Luke’s story of the one who turned back giving thanks is the classical and quintessential thanksgiving story. In Canada, the Thanksgiving Weekend is associated with Harvest Thanksgiving as well as the forms of National Thanksgiving. With the first, we give thanks for the harvest and with the second, we give thanks for the spiritual and rational freedoms which properly belong to our lives as citizens. Both forms of thanksgiving point us to the radical nature of thanksgiving as something spiritual and intellectual. A check on the idea of taking things and one another for granted.

Thanksgiving is the counter to all of the forms of privilege and entitlement, to the idea that somehow we are owed things like life and pleasure. It is profoundly about giving not getting and only through a recognition of what the American theologian and novelist Marilynn Robinson wonderfully calls “the givenness of things.” Thanksgiving recognises the spiritual nature of the natural world and of human affairs. As such it opens us out to a larger understanding of our humanity universally considered regardless of the particular cultures from which we come. It is an interesting point. We can only arise to things universal through the particularities of our cultures and lives. Thanksgiving reminds us that we are embodied beings and embedded in certain cultures with their distinctive histories and characteristics.
--------------------------------------------------
> [Short task]:
Do these statements agree with the thanksgiving passage? Answer yes or no for each, and quote the words of the passage that decide it.
1. In Canada, the Thanksgiving Weekend is linked with Harvest Thanksgiving.
2. Marilynn Robinson is described as a British poet.
3. Thanksgiving is about getting rather than giving.
The data after this passage has no connection to the thanksgiving passage.

> [Data]:
--------------------------------------------------
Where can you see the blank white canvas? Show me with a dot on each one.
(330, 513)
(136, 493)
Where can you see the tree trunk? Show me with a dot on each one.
--------------------------------------------------
> [The result]:
1. Yes: "In Canada, the Thanksgiving Weekend is associated with Harvest Thanksgiving as well as the forms of National Thanksgiving."
2. No: "the American theologian and novelist Marilynn Robinson"
3. No: "It is profoundly about giving not getting"